▶ [TASK DIRECTIONS]:
Print the lines below, from the line containing "For every instance of the white door" to the line containing "x=327 y=184", both included, with no changes.

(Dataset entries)

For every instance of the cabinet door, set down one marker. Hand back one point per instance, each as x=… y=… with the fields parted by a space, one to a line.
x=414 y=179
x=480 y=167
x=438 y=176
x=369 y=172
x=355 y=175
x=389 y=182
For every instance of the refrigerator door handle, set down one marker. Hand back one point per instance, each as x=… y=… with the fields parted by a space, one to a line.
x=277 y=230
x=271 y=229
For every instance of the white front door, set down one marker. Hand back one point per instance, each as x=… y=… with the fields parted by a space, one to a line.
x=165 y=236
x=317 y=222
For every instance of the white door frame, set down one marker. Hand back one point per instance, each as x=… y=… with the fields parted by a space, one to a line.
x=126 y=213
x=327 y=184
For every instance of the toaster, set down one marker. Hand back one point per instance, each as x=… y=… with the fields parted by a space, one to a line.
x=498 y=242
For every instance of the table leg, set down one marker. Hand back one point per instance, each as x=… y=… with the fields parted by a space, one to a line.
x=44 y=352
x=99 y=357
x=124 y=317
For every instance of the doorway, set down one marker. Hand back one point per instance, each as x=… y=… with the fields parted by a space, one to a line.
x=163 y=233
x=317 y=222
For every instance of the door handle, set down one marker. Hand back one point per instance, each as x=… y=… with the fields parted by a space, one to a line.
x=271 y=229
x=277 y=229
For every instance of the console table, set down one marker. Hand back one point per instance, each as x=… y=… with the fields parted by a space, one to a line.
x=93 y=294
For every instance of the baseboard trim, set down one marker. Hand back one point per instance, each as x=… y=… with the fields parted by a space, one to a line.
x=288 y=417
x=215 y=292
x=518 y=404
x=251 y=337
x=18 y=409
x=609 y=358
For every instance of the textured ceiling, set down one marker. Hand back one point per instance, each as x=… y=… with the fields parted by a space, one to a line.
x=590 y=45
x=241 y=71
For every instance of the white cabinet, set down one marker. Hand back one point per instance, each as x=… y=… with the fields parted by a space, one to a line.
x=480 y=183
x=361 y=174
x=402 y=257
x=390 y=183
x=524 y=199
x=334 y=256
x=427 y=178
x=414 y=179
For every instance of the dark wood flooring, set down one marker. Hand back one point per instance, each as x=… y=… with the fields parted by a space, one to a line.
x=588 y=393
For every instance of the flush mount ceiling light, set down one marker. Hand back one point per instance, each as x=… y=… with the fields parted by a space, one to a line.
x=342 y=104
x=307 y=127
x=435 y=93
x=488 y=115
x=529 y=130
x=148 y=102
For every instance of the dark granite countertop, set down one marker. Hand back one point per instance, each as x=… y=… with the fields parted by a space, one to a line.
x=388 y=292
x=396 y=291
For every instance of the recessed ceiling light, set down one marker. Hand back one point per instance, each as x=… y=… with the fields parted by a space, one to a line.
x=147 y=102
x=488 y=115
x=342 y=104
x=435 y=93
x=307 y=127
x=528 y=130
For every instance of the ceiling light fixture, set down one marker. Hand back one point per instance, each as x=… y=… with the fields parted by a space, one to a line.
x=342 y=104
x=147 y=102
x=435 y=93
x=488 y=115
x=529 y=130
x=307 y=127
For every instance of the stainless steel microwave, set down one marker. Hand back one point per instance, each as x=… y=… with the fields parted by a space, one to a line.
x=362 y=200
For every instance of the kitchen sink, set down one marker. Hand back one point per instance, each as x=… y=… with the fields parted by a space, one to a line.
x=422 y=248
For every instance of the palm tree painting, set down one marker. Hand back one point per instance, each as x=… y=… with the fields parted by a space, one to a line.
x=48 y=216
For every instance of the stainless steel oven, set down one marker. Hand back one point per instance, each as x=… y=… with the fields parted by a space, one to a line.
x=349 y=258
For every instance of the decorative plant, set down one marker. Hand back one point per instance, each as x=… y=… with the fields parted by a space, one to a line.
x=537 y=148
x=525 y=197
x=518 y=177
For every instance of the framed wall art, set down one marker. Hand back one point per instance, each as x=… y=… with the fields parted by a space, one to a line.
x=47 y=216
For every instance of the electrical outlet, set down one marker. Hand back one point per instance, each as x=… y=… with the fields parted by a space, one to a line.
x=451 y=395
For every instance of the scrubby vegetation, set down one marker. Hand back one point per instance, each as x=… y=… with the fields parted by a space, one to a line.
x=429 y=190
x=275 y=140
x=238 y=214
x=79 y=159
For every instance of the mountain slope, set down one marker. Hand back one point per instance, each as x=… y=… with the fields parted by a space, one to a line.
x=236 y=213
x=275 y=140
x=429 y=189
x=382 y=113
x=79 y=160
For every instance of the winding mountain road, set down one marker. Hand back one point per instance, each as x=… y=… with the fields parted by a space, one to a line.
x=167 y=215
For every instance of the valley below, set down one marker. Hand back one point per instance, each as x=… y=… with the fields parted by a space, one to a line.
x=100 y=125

▶ [SOLVED PROBLEM]:
For every instance of the white door frame, set down one marker. Hand back one point per instance, each as x=… y=… with the fields parted by a space, one to a line.
x=126 y=213
x=327 y=184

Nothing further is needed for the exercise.